**Короткое задание**
Перепишите отрывок текста о фильмах Уайлдера между словами «В титрах обоих» и «и стилистического родства?» включительно, поменяв «продюсер» на «оператор».

**Фрагмент документа**
В титрах обоих фильмов Уайлдер значится не только как режиссер, но и как соавтор сценария, а во втором случае — и как продюсер. Так что есть основания рассматривать «Сансет бульвар» и «Туз в рукаве» как произведения если не «Уайлдера вообще», то «Уайлдера эпохи нуара». А если так, то не отмечены ли они чертами тематического и стилистического родства?

Поначалу на этот вопрос хочется ответить отрицательно — слишком уж велико различие между этими двумя работами. Оно выражается даже в разности освещения: в первом фильме преобладают типичные для нуара ночные сцены, во втором светит яркое южное солнце (не для такого ли случая придуман «контрастный» термин film soleil — «солнечный фильм»?). Не говоря уже о том, что действие первого разворачивается в некоем изолированном, фантазматическом, интроспективном мире, в то время как второй обращен к широкой социальной реальности. Эмоциональная тональность фильмов тоже разная: иронически отстраненная интонация «Сансет бульвара» в «Тузе…» сменяется обличительным пафосом. Но попытаемся присмотреться к ним повнимательнее: может статься, что предполагаемое родство все же существует. Всегда, конечно, остается возможность, что я просто вчитываю его в два совершенно разных и ничем, помимо имени режиссера-постановщика, не связанных произведения. Это хорошо известный эффект: выберем наугад два разных культурных объекта — и между ними непременно обнаружится поразительное сходство. Но в своих, может быть, пристрастных поисках я руководствуюсь ощущением, что при всех различиях эти два фильма в равной степени отмечены одной важной особенностью: оба делают предметом критической рефлексии породившие их культурные и медиальные конвенции.

**Выдержки из записей**
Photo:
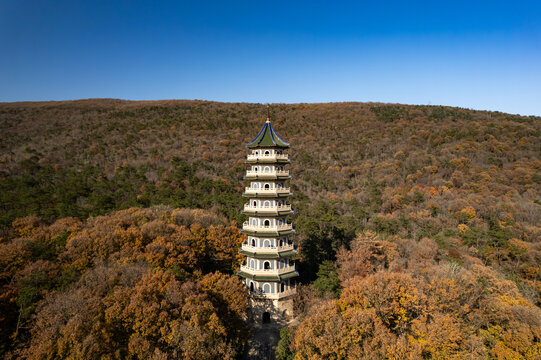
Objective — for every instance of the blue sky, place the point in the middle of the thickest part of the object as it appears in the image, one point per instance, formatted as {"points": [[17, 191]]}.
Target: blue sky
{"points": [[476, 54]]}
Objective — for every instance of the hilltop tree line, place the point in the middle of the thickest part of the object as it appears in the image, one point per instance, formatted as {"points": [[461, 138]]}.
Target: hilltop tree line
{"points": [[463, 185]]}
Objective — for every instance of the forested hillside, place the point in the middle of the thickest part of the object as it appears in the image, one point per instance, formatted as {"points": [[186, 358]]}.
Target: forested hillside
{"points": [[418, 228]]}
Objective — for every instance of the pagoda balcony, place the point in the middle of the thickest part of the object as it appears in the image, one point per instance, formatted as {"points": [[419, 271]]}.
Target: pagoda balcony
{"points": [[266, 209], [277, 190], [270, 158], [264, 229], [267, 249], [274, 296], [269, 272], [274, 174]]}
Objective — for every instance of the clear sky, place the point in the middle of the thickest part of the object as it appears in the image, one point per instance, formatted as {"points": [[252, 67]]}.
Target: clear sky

---

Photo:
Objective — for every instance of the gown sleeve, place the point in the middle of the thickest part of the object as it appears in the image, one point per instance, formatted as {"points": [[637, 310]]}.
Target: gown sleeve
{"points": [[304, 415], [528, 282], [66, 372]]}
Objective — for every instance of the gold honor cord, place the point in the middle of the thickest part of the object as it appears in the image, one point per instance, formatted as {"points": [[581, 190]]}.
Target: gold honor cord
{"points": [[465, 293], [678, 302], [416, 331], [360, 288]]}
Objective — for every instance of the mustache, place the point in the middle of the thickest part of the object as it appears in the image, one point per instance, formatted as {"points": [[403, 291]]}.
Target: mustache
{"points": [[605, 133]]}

**Ответ на задание**
В титрах обоих фильмов Уайлдер значится не только как режиссер, но и как соавтор сценария, а во втором случае — и как оператор. Так что есть основания рассматривать «Сансет бульвар» и «Туз в рукаве» как произведения если не «Уайлдера вообще», то «Уайлдера эпохи нуара». А если так, то не отмечены ли они чертами тематического и стилистического родства?